* [INPUT FOR THIS TASK]:
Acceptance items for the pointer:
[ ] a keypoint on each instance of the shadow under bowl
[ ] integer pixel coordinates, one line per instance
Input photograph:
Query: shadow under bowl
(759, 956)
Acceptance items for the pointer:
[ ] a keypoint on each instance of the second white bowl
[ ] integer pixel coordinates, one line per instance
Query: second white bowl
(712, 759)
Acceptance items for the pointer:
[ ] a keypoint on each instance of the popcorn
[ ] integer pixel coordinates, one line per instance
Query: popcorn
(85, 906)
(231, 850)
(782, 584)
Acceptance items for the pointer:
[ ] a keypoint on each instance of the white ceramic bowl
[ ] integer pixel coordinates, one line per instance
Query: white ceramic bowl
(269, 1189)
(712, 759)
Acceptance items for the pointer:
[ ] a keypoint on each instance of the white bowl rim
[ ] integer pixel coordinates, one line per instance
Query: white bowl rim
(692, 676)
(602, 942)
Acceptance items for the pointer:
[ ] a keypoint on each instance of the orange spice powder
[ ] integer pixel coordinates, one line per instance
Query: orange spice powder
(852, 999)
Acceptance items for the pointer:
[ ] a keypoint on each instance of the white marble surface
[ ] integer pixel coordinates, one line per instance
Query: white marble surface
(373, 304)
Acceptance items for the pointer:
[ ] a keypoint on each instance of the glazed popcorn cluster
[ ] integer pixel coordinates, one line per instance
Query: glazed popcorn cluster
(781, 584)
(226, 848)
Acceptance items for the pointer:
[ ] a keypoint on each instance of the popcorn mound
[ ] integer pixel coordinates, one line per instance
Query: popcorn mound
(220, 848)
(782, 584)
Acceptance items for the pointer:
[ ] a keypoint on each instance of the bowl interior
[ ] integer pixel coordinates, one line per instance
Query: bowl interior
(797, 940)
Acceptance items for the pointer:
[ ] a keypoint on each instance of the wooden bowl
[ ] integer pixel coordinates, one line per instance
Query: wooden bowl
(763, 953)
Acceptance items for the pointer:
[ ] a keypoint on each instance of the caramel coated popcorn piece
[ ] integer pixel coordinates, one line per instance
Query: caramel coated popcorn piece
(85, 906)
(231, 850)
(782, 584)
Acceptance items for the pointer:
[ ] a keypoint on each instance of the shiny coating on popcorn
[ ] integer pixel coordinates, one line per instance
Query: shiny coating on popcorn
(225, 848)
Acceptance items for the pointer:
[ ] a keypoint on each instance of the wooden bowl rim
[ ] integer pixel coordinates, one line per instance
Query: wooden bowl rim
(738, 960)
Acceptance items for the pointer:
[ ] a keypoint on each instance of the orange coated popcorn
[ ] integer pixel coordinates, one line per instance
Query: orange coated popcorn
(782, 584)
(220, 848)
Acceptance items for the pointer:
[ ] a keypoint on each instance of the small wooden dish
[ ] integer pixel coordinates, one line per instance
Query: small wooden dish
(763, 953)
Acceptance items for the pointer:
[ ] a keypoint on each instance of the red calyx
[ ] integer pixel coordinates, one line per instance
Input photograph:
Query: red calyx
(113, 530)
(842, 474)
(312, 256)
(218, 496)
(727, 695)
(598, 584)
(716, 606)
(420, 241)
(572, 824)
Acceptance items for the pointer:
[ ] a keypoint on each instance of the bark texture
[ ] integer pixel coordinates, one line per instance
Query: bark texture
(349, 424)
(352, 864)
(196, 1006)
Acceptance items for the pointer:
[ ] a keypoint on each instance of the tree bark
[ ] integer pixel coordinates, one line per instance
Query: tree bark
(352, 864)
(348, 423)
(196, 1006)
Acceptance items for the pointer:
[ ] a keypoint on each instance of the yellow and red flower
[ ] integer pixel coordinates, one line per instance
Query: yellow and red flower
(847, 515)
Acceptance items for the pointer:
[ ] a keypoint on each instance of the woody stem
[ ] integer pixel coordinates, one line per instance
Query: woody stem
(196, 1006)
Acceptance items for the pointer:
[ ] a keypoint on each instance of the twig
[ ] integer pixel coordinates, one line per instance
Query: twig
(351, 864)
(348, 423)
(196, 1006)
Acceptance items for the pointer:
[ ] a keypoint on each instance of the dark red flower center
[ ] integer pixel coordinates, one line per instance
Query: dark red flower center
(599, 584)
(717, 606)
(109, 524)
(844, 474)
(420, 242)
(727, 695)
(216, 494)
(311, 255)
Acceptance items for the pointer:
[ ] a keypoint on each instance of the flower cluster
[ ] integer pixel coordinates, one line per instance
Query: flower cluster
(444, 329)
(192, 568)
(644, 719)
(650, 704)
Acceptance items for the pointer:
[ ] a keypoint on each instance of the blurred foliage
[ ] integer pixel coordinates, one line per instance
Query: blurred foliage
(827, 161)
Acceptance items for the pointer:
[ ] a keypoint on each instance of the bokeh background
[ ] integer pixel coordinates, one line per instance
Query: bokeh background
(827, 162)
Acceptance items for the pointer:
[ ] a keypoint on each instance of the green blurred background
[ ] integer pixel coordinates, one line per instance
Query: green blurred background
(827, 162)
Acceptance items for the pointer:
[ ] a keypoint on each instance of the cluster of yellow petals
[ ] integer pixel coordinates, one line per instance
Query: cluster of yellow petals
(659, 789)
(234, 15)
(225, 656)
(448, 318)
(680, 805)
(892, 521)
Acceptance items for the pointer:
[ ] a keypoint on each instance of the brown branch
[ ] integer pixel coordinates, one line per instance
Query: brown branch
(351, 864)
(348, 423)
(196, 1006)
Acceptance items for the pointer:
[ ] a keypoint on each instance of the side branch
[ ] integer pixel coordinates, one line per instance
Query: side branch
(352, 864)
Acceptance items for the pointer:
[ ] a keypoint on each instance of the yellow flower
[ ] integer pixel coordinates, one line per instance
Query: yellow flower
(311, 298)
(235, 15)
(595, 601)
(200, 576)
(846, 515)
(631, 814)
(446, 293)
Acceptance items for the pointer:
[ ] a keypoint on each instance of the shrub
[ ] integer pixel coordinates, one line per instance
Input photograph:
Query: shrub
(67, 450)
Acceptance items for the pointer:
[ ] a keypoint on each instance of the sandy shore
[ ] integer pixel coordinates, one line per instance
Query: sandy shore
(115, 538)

* [TASK BRIEF]: Print again each line of the listing above, exactly as it appears.

* [RESPONSE]:
Acceptance items for the pointer:
[ ] a keypoint on each instance of the shadow under bowl
[ ] integer pixel coordinates, one line per instance
Input photograph:
Query: shadow under bowl
(759, 956)
Acceptance items for the pointer:
[ ] a keypoint on each instance of the second white bowl
[ ] integer pixel coordinates, one line per instance
Query: second white bowl
(712, 759)
Acceptance items for the pointer:
[ ] a keypoint on each instance of the popcorn
[ ] integer pixel coordinates, one line per instance
Query: popcorn
(85, 906)
(231, 850)
(782, 584)
Acceptance items for the pointer:
[ ] a keypoint on each instance of the white ceramic bowl
[ ] integer pixel coordinates, one line per instance
Query: white ceramic bowl
(269, 1189)
(712, 759)
Acceptance items for the pointer:
[ ] a keypoint on each instance of the white bowl rim
[ ] integer pixel coordinates, one line per instance
Query: white bowl rim
(692, 676)
(602, 942)
Acceptance items for the pointer:
[ ] a keypoint on each instance of the orange spice powder
[ ] integer pixel coordinates, one line per instance
Query: orange spice powder
(852, 999)
Acceptance items for the pointer:
[ ] a keypoint on each instance of the white marble surface
[ ] integer pixel coordinates, one line per instance
Query: white marble surface
(373, 304)
Acceptance items for the pointer:
[ ] a keypoint on each instance of the glazed popcorn cluster
[ ] integer pixel coordinates, one line per instance
Query: glazed popcorn cluster
(781, 584)
(226, 848)
Acceptance items for the pointer:
[ ] a keypoint on each instance of the popcorn mound
[ ] integer pixel coordinates, one line per instance
Query: popcorn mound
(220, 848)
(782, 584)
Acceptance items for the pointer:
[ ] a keypoint on each instance of the bowl interior
[ ] integer pixel coordinates, one line per instance
Query: bowl interior
(797, 940)
Acceptance items for the pointer:
[ ] a keypoint on each instance of the wooden bowl
[ ] integer pixel coordinates, one line per instance
Query: wooden bowl
(763, 953)
Acceptance items for the pointer:
[ ] a keypoint on each instance of the caramel coated popcorn piece
[ ] integer pixel coordinates, one line per instance
Query: caramel coated popcorn piece
(85, 906)
(231, 850)
(782, 584)
Acceptance items for the pointer:
[ ] a keypoint on each instance of the shiny coating on popcorn
[ ] integer pixel coordinates, one line per instance
Query: shiny coating on popcorn
(225, 848)
Acceptance items for the pointer:
[ ] a keypoint on each instance of the wooden bowl rim
[ ] integer pixel coordinates, one line per instance
Query: wooden bowl rim
(738, 960)
Acceptance items for the pointer:
[ ] a keypoint on each instance of the orange coated popcorn
[ ] integer pixel coordinates, one line per instance
Query: orange coated popcorn
(782, 584)
(220, 848)
Acceptance items for the pointer:
[ ] a keypoint on each instance of the small wooden dish
[ ] integer pixel coordinates, one line per instance
Query: small wooden dish
(763, 953)
Acceptance items for the pointer:
[ ] a keypoint on each instance of the red calyx
[ ] integer pixel coordinates, one line per instance
Input photograph:
Query: red calyx
(113, 530)
(842, 474)
(312, 256)
(218, 496)
(727, 695)
(598, 584)
(716, 606)
(420, 241)
(572, 824)
Acceptance items for the pointer:
[ ] a keypoint on each instance of the bark texture
[ ] integer pixel coordinates, one line per instance
Query: bark texture
(349, 424)
(352, 864)
(196, 1006)
Acceptance items for the pointer:
[ ] a keypoint on each instance of the tree bark
[ ] integer pixel coordinates, one line per instance
Query: tree bark
(352, 864)
(348, 423)
(196, 1006)
Acceptance items for the pointer:
[ ] a keypoint on each instance of the yellow and red flower
[ ] integer pixel coordinates, one line per instance
Query: yellow and red flower
(847, 515)
Acceptance items for the pointer:
[ ] a keypoint on each instance of the woody stem
[ ] integer pixel coordinates, one line per instance
Query: woody stem
(196, 1006)
Acceptance items for the pointer:
[ ] a keypoint on each instance of the twig
[ ] integer pixel coordinates, one line per instance
Query: twig
(351, 864)
(348, 423)
(196, 1006)
Acceptance items for the pointer:
[ ] a keypoint on each instance of the dark red flower center
[ ] integer pixel coordinates, one line per instance
Query: dark red flower center
(599, 584)
(717, 606)
(109, 524)
(844, 474)
(420, 242)
(727, 695)
(216, 494)
(311, 255)
Acceptance items for the pointer:
[ ] a keypoint on each instance of the flower cluster
[ ] integer pixel coordinates, one line per instance
Query: flower cluster
(444, 329)
(192, 568)
(644, 719)
(650, 704)
Acceptance items for the pointer:
[ ] a keypoint on each instance of the blurred foliage
[ ] integer pixel coordinates, one line per instance
Query: blurred foliage
(827, 161)
Acceptance items for the pointer:
[ ] a keypoint on each instance of the bokeh background
[ ] integer pixel coordinates, one line per instance
Query: bokeh background
(827, 162)
Acceptance items for the pointer:
[ ] a keypoint on each instance of the green blurred background
[ ] integer pixel coordinates, one line per instance
Query: green blurred background
(827, 162)
Acceptance items for the pointer:
[ ] a keypoint on each instance of the cluster of yellow petals
[ ] integer pixel coordinates, one line per instance
Query: cluster of yellow petals
(659, 789)
(234, 15)
(225, 656)
(448, 318)
(680, 805)
(892, 521)
Acceptance items for the pointer:
[ ] a keypoint on each instance of the brown branch
[ ] integer pixel coordinates, one line per instance
Query: brown branch
(351, 864)
(348, 423)
(196, 1006)
Acceptance items for the pointer:
[ ] a keypoint on each instance of the side branch
[ ] integer pixel coordinates, one line per instance
Query: side branch
(352, 864)
Acceptance items for the pointer:
[ ] a keypoint on each instance of the yellow flower
[ ] integer pixel coordinates, one line per instance
Query: yellow flower
(311, 298)
(235, 15)
(595, 601)
(200, 576)
(846, 515)
(631, 814)
(446, 293)
Acceptance items for the pointer:
[ ] a keypoint on each instance of the shrub
[ ] integer pixel coordinates, one line per instance
Input photograph:
Query: shrub
(67, 450)
Acceptance items for the pointer:
[ ] a keypoint on each instance of the sandy shore
[ ] integer pixel coordinates, one line per instance
Query: sandy shore
(115, 538)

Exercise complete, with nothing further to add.